Exercise -> In the records, take the stretch from the line containing "Where can you see the bare" through the line containing "point(175, 42)" and rewrite it with every "rock face" changed to "cliff face", leaving everything else unchanged. Return only those lines.

— start of Source material —

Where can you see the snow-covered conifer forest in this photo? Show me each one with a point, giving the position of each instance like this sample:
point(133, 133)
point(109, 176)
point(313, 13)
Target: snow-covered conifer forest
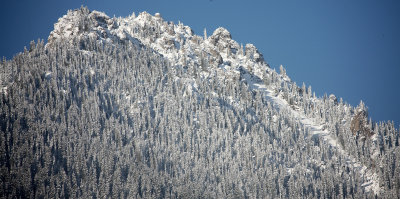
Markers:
point(140, 107)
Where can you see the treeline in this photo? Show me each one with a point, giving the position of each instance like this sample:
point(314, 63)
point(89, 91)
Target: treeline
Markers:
point(91, 119)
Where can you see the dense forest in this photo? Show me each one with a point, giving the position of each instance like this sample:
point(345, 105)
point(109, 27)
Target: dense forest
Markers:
point(89, 118)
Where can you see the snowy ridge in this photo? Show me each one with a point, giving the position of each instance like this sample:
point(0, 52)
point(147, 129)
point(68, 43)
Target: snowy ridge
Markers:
point(181, 46)
point(317, 128)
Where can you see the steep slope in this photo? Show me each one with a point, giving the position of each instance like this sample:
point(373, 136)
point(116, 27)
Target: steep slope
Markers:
point(141, 107)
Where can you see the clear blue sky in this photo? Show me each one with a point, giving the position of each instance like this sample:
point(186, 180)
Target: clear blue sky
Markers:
point(349, 48)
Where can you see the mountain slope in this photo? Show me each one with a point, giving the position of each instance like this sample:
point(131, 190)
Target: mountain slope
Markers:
point(141, 107)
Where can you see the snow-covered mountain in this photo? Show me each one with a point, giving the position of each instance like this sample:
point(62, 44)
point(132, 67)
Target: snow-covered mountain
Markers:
point(143, 107)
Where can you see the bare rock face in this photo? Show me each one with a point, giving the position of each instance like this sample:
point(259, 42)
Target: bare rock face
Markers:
point(359, 123)
point(253, 54)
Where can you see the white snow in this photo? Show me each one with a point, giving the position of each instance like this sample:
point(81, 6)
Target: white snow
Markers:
point(175, 42)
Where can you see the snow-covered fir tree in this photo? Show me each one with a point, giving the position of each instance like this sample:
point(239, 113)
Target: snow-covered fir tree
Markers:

— end of Source material —

Answer to the task ->
Where can you see the bare cliff face in this photo? Show me each one with a point, giving the position of each instance like this sample:
point(259, 42)
Target: bare cliff face
Markers:
point(359, 123)
point(253, 54)
Where can you see the white snow in this photo? Show me each one with a point, giving the position of each instance like this sample:
point(81, 6)
Target: white snow
Markers:
point(175, 42)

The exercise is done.